+++ Extracted text

Mortimer v. Hanna
Decision Date | 26 October 1903 |
Citation | 35 So. 159,82 Miss. 645 |
Court | Mississippi Supreme Court |
Parties | JAMES E. MORTIMER ET AL. v. ANDREW J. HANNAH |
FROM the chancery court of Sunflower county. HON. CAREY C. MOODY Chancellor.
Hannah appellee, was complainant, and Mortimer and others appellants, were defendants in the court below. From a decree overruling defendants' demurrer to complainant's bill, the defendants appealed to the supreme court. The facts are stated in the opinion of the court.
Reversed and remanded.
J. Holmes Baker and Mayes & Longstreet, for appellants.
The main purpose of the contract was to get the four hundred acres cleared, the houses built, and the land deadened within the period of eight years, and the provision that the land should be cleared at the rate of fifty acres per annum is not vital.
The bill is filed to obtain a rescission of the contract, purely and simply on the ground that the lessees have not cleared the full one hundred acres, which was the ratable percentage of clearing for the years 1901 and 1902. There is no allegation in the bill of any willful or intentional default on the part of the lessee, nor does the bill set out any action by them which would indicate that they are not proceeding with the performance of their contract in good faith and diligently. Indeed, the bill avers that the lessees and those claiming through and under them, are in actual possession of the land under said contract.
The contract, by its stipulations, does not make the ratable clearing of fifty acres per annum a special or particular condition.
In order to get at the intent of the parties it is necessary and proper to consider the instrument as a whole, and to deduce from it its main purpose and scope. When we do this we see the mere matter of clearing any particular proportion or percentage of the land per annum is purely secondary, and that the vital and substantial purpose of the contract is to have all the work done within the stipulated period of eight years.

++++++
+++ Dataset extract

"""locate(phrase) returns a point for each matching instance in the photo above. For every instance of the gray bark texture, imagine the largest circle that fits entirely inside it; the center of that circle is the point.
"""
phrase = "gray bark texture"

++++++

**Complete the following**
a) In the Mortimer v. Hanna case text, within what period did the appellants argue all the work had to be completed?
b) Continue the Mortimer v. Hanna case text from where it stops.

**Answers for the tasks**
a) Within the stipulated period of eight years.

b)
The court will observe, in this connection, that no time is fixed prior to the end of eight years within which any of the tenant houses should be constructed. By the terms of the instrument the parties have the whole of eight years, or any part of the period, within which to build the houses, and yet the erection of tenant houses is just as essential to the profitable use of delta lands as is the clearing of the land itself.
Mr. Pomeroy, in the third volume of his Equity Jurisprudence (2d ed.), section 1408, says:
And in the third volume of the American & English Encyclopedia of Law, the text and note on page 914 asserts:
All the authorities agree that where an effort is made to rescind a contract of sale of land on the ground of default in some agreement connected with the sale, that the party seeking the rescission must show that the default was vital, willful and intentional.The bill in this case does not make any such averment.
In this connection, we call the attention of the court to the authorities cited below, which assert the proposition as follows:
"One seeking to rescind a mutual contract of which time is not the essence, on the ground of delay by the other party in complying with its terms, must show either such willful and intentional delay as will evince the intention of the party delaying to treat the contract as at an end, or that the delay has caused such damages as will render a decree of specific performance inequitable and unjust." Reed v. Mix, 66 Miss. 1021; 63 Kan. 745; 55 L. R. A., 706; 169 N.Y. 583.
Johnson, Chapman & Neill, for appellee.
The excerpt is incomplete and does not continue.